- OBJECTIVE 1
Answer the following about the iPhone forum thread, one answer per line.
(a) In what year was the first-generation iPod released?
(b) By what percentage did Apple's shares go up, according to the page mentioned in the opening post?
(c) What extra feature does one poster say would be great to have in the phone?
- OBJECTIVE 2
Reproduce the iPhone forum thread word for word, everything from "And before everyone" down to "Macworld conferences nowadays!".

- TEXT TO READ
And before everyone goes "iPhone" is blatently stolen by cisco from the iPod branding.. well, no. 1st gen iPod was released in 2001.

Also from the same page it stated that apple's shares went up 8% =0
You'd have to be silly not to buy shares before Macworld conferences nowadays!


----------



## OrR (Jan 11, 2007)

I've been waiting for exactly this phone for about 5 years now. I'm surprised that Apple got it right but if you think about it, who else could? (Well, I had some hopes for Palm and Motorola but they suck more than I thought. 
	

	
	
		
		

		
		
	


	




 ) Fuck the price, if it's possible I'm going to import it at launch. I'm saving up now. Does anyone know any iPhone gaming sites, yet, or want to start one? I've still got some contacts to some awesome independent (touchscreen-) game developers from the Palm gaming scene. With some luck we could get some things rolling...


QUOTE(jtroye32 @ Jan 9 2007 said:


> and wouldn't gaming be very awkward with only a touch screen?


No. The only thing you need is games designed for it. Gloop Zero, Plazmoids!, Kirby Canvas Curse, Pac Pix, Zelda Phantom Hourglass, Phoenix Wright, Warfare Inc., Elite Beat Agents, Legacy, Noiz2 Java, ...


----------



## HugeCock (Jan 11, 2007)

One extra feature that would kick ass is a programmable remote for your TV, Xbox360, PS2, Stereo Reciever, DVD player, ect... I have a nice ass remote now that is touch screen that does that...but one device to control EVERYTHING would be neat....and it's a phone lol


----------



## 5uck3rpunch (Jan 11, 2007)

QUOTE(HugeCock @ Jan 11 2007 said:


> One extra feature that would kick ass is a programmable remote for your TV, Xbox360, PS2, Stereo Reciever, DVD player, ect... I have a nice ass remote now that is touch screen that does that...but one device to control EVERYTHING would be neat....and it's a phone lol




Yeah, you get a call on the phone & cannot change the channel or WORSE a woman gets a call on it!!!  LOL!    
	

	
	
		
		

		
		
	


	




(females: send all complaints to my attourney - mthrnite)


----------



## OrR (Jan 11, 2007)

- DATA EXCERPTS

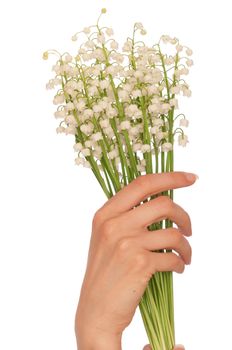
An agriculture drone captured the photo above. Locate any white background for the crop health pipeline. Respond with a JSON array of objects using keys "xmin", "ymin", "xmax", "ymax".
[{"xmin": 0, "ymin": 0, "xmax": 232, "ymax": 350}]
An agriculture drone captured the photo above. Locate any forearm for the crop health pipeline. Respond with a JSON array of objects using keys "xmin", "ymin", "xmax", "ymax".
[{"xmin": 76, "ymin": 326, "xmax": 122, "ymax": 350}]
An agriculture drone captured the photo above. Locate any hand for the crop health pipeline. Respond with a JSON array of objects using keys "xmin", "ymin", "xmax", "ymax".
[{"xmin": 75, "ymin": 172, "xmax": 196, "ymax": 350}]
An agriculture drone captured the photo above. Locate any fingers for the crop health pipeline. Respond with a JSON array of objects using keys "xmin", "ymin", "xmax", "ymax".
[
  {"xmin": 143, "ymin": 345, "xmax": 151, "ymax": 350},
  {"xmin": 147, "ymin": 252, "xmax": 185, "ymax": 274},
  {"xmin": 102, "ymin": 171, "xmax": 197, "ymax": 215},
  {"xmin": 121, "ymin": 196, "xmax": 192, "ymax": 236},
  {"xmin": 143, "ymin": 345, "xmax": 185, "ymax": 350},
  {"xmin": 135, "ymin": 228, "xmax": 192, "ymax": 264}
]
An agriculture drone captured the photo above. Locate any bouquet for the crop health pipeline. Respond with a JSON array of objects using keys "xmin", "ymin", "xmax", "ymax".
[{"xmin": 43, "ymin": 8, "xmax": 193, "ymax": 350}]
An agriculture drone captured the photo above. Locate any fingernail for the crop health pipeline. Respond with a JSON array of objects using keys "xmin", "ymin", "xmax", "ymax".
[{"xmin": 185, "ymin": 173, "xmax": 199, "ymax": 181}]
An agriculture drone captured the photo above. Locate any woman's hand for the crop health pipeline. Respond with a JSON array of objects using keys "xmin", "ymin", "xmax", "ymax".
[
  {"xmin": 75, "ymin": 172, "xmax": 196, "ymax": 350},
  {"xmin": 143, "ymin": 345, "xmax": 185, "ymax": 350}
]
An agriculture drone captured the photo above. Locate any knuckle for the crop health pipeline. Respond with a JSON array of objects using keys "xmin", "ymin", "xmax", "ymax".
[
  {"xmin": 158, "ymin": 196, "xmax": 173, "ymax": 209},
  {"xmin": 116, "ymin": 237, "xmax": 132, "ymax": 253},
  {"xmin": 100, "ymin": 219, "xmax": 115, "ymax": 240},
  {"xmin": 174, "ymin": 256, "xmax": 185, "ymax": 273},
  {"xmin": 132, "ymin": 174, "xmax": 151, "ymax": 191},
  {"xmin": 171, "ymin": 227, "xmax": 183, "ymax": 246},
  {"xmin": 134, "ymin": 252, "xmax": 149, "ymax": 270},
  {"xmin": 92, "ymin": 209, "xmax": 104, "ymax": 226}
]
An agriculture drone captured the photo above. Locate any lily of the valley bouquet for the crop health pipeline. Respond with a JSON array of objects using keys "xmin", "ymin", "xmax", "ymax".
[{"xmin": 43, "ymin": 9, "xmax": 193, "ymax": 350}]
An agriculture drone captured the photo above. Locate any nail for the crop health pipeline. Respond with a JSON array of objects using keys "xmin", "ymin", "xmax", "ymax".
[{"xmin": 185, "ymin": 173, "xmax": 199, "ymax": 182}]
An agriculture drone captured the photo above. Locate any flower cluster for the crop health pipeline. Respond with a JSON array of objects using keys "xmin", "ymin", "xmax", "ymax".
[{"xmin": 43, "ymin": 9, "xmax": 193, "ymax": 197}]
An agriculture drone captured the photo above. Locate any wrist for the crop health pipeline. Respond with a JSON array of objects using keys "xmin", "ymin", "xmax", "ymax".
[{"xmin": 76, "ymin": 328, "xmax": 122, "ymax": 350}]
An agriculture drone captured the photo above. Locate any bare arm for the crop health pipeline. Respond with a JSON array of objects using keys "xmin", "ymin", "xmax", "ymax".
[{"xmin": 75, "ymin": 172, "xmax": 196, "ymax": 350}]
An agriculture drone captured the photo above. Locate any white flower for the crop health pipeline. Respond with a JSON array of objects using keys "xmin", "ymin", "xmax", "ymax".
[
  {"xmin": 186, "ymin": 59, "xmax": 193, "ymax": 67},
  {"xmin": 75, "ymin": 157, "xmax": 85, "ymax": 165},
  {"xmin": 120, "ymin": 120, "xmax": 131, "ymax": 130},
  {"xmin": 147, "ymin": 85, "xmax": 158, "ymax": 95},
  {"xmin": 53, "ymin": 94, "xmax": 65, "ymax": 105},
  {"xmin": 140, "ymin": 29, "xmax": 147, "ymax": 35},
  {"xmin": 75, "ymin": 100, "xmax": 85, "ymax": 112},
  {"xmin": 85, "ymin": 140, "xmax": 94, "ymax": 147},
  {"xmin": 99, "ymin": 119, "xmax": 110, "ymax": 128},
  {"xmin": 104, "ymin": 126, "xmax": 114, "ymax": 138},
  {"xmin": 83, "ymin": 160, "xmax": 91, "ymax": 168},
  {"xmin": 54, "ymin": 109, "xmax": 66, "ymax": 118},
  {"xmin": 91, "ymin": 131, "xmax": 103, "ymax": 141},
  {"xmin": 169, "ymin": 98, "xmax": 179, "ymax": 109},
  {"xmin": 141, "ymin": 144, "xmax": 151, "ymax": 153},
  {"xmin": 135, "ymin": 22, "xmax": 143, "ymax": 30},
  {"xmin": 170, "ymin": 86, "xmax": 180, "ymax": 94},
  {"xmin": 56, "ymin": 126, "xmax": 65, "ymax": 134},
  {"xmin": 46, "ymin": 79, "xmax": 55, "ymax": 90},
  {"xmin": 161, "ymin": 142, "xmax": 173, "ymax": 152},
  {"xmin": 83, "ymin": 108, "xmax": 93, "ymax": 119},
  {"xmin": 118, "ymin": 90, "xmax": 130, "ymax": 101},
  {"xmin": 153, "ymin": 118, "xmax": 164, "ymax": 127},
  {"xmin": 132, "ymin": 143, "xmax": 142, "ymax": 152},
  {"xmin": 99, "ymin": 80, "xmax": 110, "ymax": 89},
  {"xmin": 64, "ymin": 54, "xmax": 73, "ymax": 63},
  {"xmin": 137, "ymin": 164, "xmax": 146, "ymax": 172},
  {"xmin": 180, "ymin": 68, "xmax": 189, "ymax": 75},
  {"xmin": 110, "ymin": 40, "xmax": 118, "ymax": 50},
  {"xmin": 65, "ymin": 114, "xmax": 77, "ymax": 126},
  {"xmin": 182, "ymin": 87, "xmax": 192, "ymax": 97},
  {"xmin": 88, "ymin": 86, "xmax": 98, "ymax": 96},
  {"xmin": 150, "ymin": 126, "xmax": 159, "ymax": 135},
  {"xmin": 71, "ymin": 34, "xmax": 77, "ymax": 41},
  {"xmin": 178, "ymin": 134, "xmax": 189, "ymax": 147},
  {"xmin": 176, "ymin": 45, "xmax": 183, "ymax": 52},
  {"xmin": 108, "ymin": 149, "xmax": 118, "ymax": 159},
  {"xmin": 73, "ymin": 142, "xmax": 83, "ymax": 152},
  {"xmin": 122, "ymin": 41, "xmax": 132, "ymax": 52},
  {"xmin": 92, "ymin": 104, "xmax": 102, "ymax": 113},
  {"xmin": 85, "ymin": 40, "xmax": 95, "ymax": 49},
  {"xmin": 161, "ymin": 35, "xmax": 172, "ymax": 44},
  {"xmin": 179, "ymin": 118, "xmax": 189, "ymax": 128},
  {"xmin": 186, "ymin": 48, "xmax": 193, "ymax": 56},
  {"xmin": 161, "ymin": 103, "xmax": 171, "ymax": 113},
  {"xmin": 106, "ymin": 28, "xmax": 114, "ymax": 36},
  {"xmin": 81, "ymin": 148, "xmax": 91, "ymax": 157},
  {"xmin": 65, "ymin": 102, "xmax": 75, "ymax": 111},
  {"xmin": 148, "ymin": 104, "xmax": 159, "ymax": 113},
  {"xmin": 65, "ymin": 125, "xmax": 76, "ymax": 135},
  {"xmin": 80, "ymin": 123, "xmax": 94, "ymax": 134},
  {"xmin": 83, "ymin": 27, "xmax": 90, "ymax": 34},
  {"xmin": 97, "ymin": 33, "xmax": 106, "ymax": 44},
  {"xmin": 155, "ymin": 131, "xmax": 167, "ymax": 141},
  {"xmin": 134, "ymin": 70, "xmax": 143, "ymax": 78}
]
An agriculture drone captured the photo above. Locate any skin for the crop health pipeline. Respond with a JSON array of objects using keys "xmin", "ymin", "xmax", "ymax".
[{"xmin": 75, "ymin": 172, "xmax": 197, "ymax": 350}]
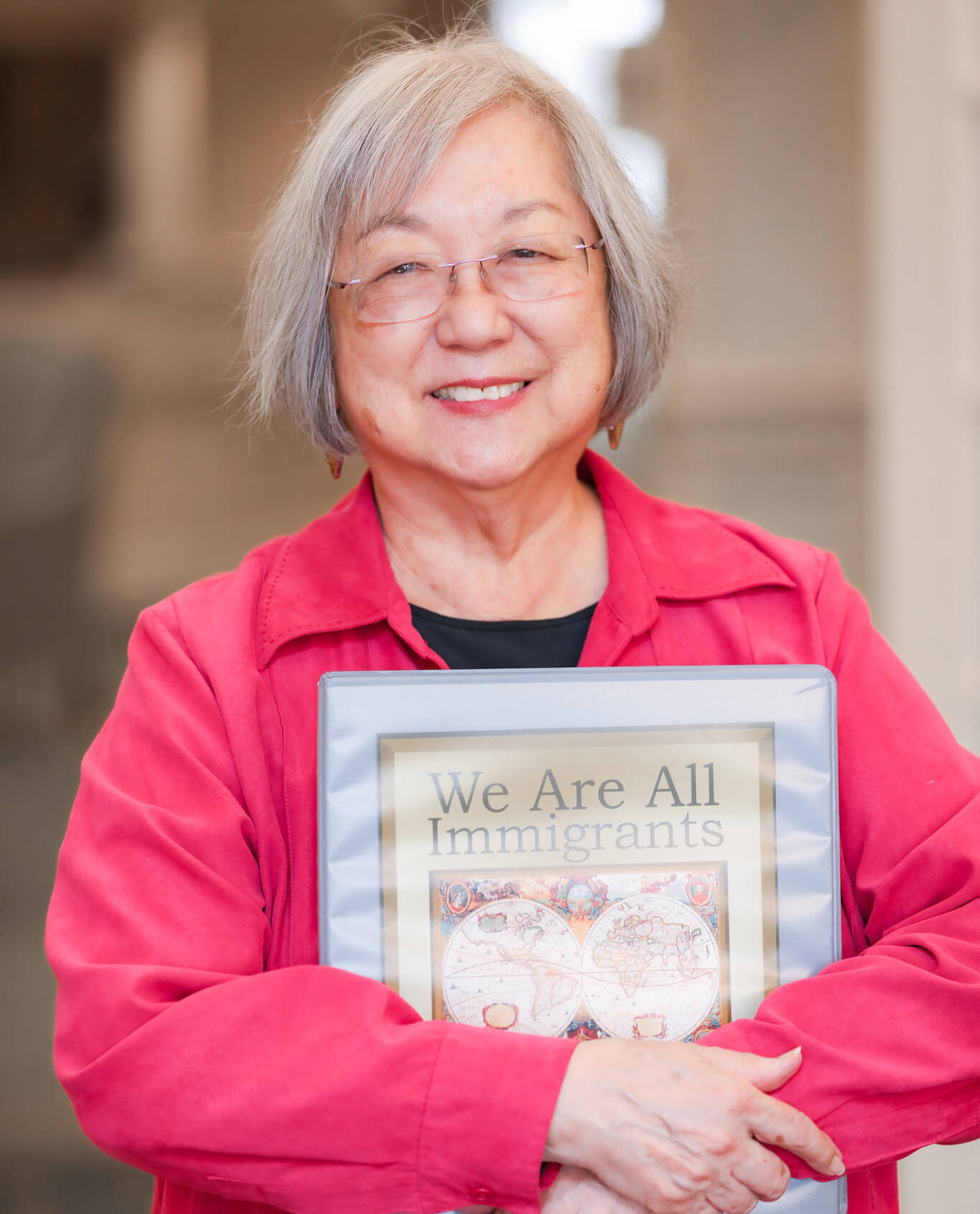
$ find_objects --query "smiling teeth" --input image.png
[432,380,531,401]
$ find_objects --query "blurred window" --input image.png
[0,51,111,273]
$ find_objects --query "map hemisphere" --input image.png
[441,894,719,1040]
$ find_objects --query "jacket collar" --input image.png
[256,450,794,668]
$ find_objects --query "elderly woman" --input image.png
[49,35,980,1214]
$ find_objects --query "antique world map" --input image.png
[431,864,730,1042]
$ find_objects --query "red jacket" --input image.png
[47,454,980,1214]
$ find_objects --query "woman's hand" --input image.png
[541,1167,648,1214]
[544,1038,844,1214]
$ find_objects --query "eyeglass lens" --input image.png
[355,232,589,324]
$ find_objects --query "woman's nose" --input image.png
[436,261,513,350]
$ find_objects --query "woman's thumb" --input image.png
[706,1045,803,1091]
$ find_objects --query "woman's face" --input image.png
[330,106,612,488]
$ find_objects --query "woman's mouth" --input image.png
[431,380,531,403]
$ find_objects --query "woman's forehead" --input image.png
[344,106,585,248]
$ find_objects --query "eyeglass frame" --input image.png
[327,232,606,324]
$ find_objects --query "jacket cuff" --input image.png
[418,1024,577,1214]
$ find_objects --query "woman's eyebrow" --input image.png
[357,198,569,241]
[502,198,567,223]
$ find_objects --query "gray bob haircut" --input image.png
[243,30,679,457]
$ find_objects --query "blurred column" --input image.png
[116,0,209,279]
[867,0,980,747]
[867,0,980,1214]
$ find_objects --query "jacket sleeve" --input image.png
[47,610,573,1214]
[710,557,980,1179]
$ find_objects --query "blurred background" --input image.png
[0,0,980,1214]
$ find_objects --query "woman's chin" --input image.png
[432,443,563,490]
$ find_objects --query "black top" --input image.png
[411,603,595,670]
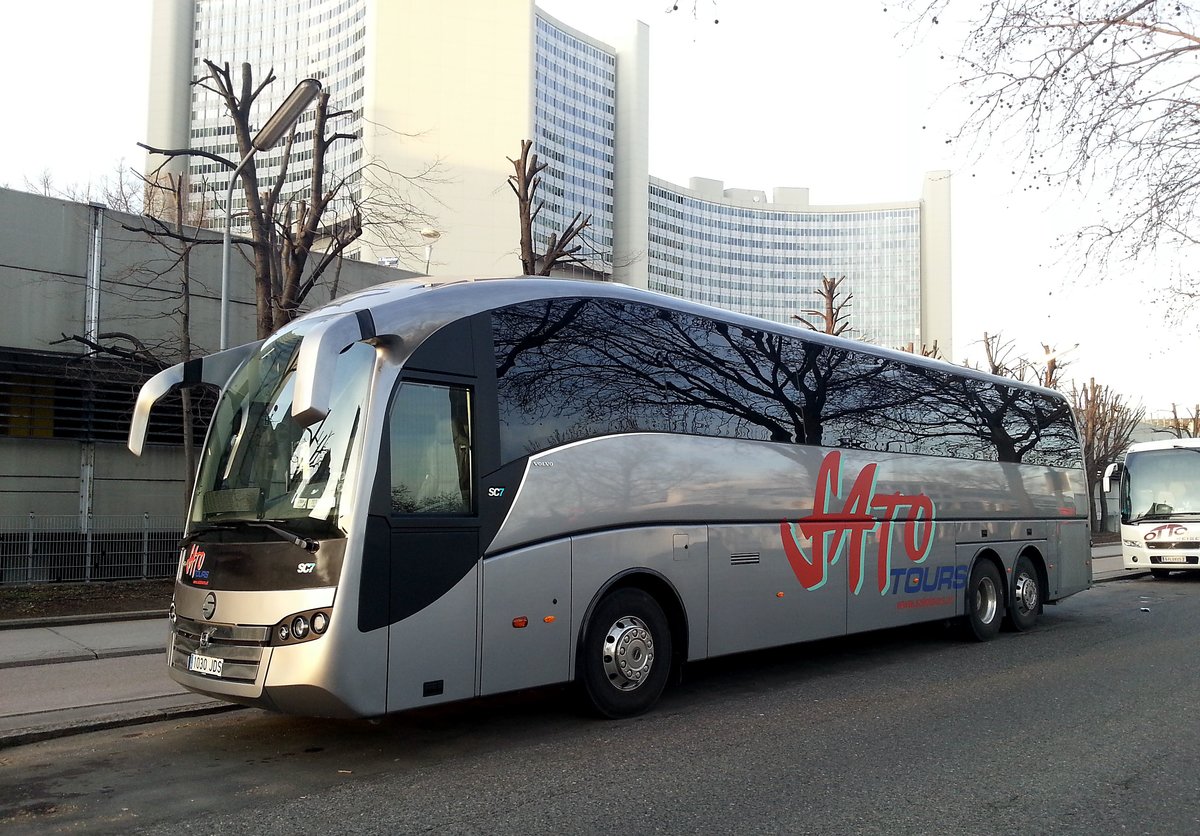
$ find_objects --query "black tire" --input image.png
[578,588,672,720]
[962,560,1004,642]
[1008,554,1044,632]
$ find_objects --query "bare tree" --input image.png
[25,160,144,215]
[1070,378,1146,531]
[792,276,854,337]
[1170,403,1200,438]
[900,339,946,360]
[902,0,1200,293]
[139,60,425,337]
[964,331,1070,389]
[508,139,595,276]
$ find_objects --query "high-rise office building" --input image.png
[149,0,952,356]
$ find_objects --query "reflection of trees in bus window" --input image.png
[493,299,1078,467]
[389,381,472,515]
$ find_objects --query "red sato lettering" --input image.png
[779,451,935,595]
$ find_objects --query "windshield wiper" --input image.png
[179,519,320,552]
[246,523,320,552]
[179,523,238,548]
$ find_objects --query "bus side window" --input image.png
[389,381,473,515]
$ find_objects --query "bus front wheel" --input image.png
[962,560,1004,642]
[580,588,671,720]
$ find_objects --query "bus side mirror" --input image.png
[1103,462,1124,493]
[127,339,263,456]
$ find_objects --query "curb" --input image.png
[0,609,169,630]
[0,703,246,752]
[0,642,167,670]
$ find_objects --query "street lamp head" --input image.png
[251,78,320,151]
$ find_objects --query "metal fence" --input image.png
[0,513,184,583]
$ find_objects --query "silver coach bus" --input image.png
[130,278,1091,717]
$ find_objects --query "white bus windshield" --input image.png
[1121,447,1200,523]
[192,330,376,532]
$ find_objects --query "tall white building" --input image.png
[149,0,952,356]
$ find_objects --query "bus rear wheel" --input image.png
[1008,554,1042,632]
[962,560,1004,642]
[580,588,672,720]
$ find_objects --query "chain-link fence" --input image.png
[0,513,184,583]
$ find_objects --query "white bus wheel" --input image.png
[1008,554,1042,632]
[962,560,1004,642]
[580,588,671,718]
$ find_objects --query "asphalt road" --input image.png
[0,577,1200,836]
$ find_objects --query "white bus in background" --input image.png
[130,278,1091,717]
[1104,438,1200,578]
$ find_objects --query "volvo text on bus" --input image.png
[131,278,1091,716]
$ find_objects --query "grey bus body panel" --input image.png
[128,339,263,456]
[486,433,1087,573]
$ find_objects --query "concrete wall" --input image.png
[0,188,413,517]
[362,0,534,276]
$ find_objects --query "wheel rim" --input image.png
[1014,572,1039,615]
[600,615,654,691]
[974,578,1000,624]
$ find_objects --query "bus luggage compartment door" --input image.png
[480,540,571,694]
[388,528,479,711]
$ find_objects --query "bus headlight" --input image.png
[271,609,329,648]
[312,613,329,636]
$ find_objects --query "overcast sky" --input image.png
[0,0,1180,410]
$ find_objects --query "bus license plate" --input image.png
[187,654,224,676]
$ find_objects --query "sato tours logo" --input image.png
[1142,523,1188,542]
[779,451,940,595]
[184,543,209,587]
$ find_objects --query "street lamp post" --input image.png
[421,227,442,276]
[221,78,320,351]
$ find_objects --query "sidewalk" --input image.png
[0,545,1146,750]
[0,613,235,750]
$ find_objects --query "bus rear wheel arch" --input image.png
[961,555,1006,642]
[578,587,674,720]
[1006,554,1045,632]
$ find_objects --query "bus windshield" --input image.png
[191,329,376,534]
[1121,447,1200,522]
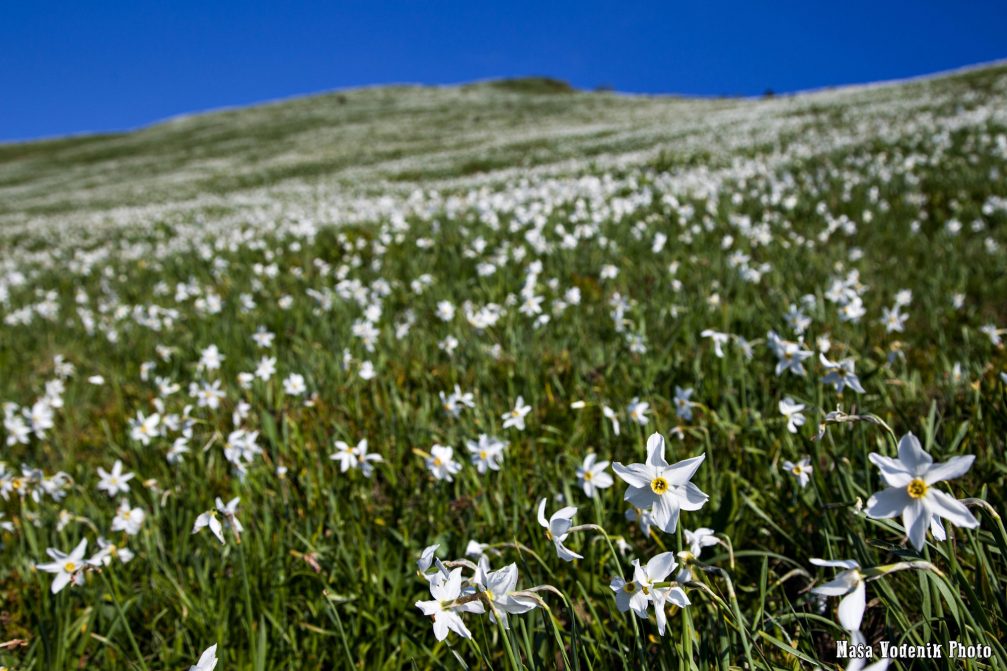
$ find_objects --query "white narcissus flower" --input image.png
[675,386,693,422]
[465,433,507,475]
[684,527,720,558]
[426,445,461,483]
[577,452,615,497]
[811,559,867,632]
[500,396,532,431]
[189,643,217,671]
[609,552,691,636]
[35,538,88,594]
[779,396,808,433]
[866,433,979,550]
[472,555,538,629]
[612,433,710,533]
[98,459,133,497]
[416,568,482,641]
[819,354,864,394]
[700,328,731,359]
[783,456,815,489]
[112,499,146,536]
[192,497,244,543]
[539,499,584,561]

- EXERCISE RESPONSE 1
(a) 2001
(b) 8%
(c) A programmable remote for a TV, Xbox360, PS2, stereo receiver, DVD player, and similar devices

- EXERCISE RESPONSE 2
And before everyone goes "iPhone" is blatently stolen by cisco from the iPod branding.. well, no. 1st gen iPod was released in 2001.

Also from the same page it stated that apple's shares went up 8% =0
You'd have to be silly not to buy shares before Macworld conferences nowadays!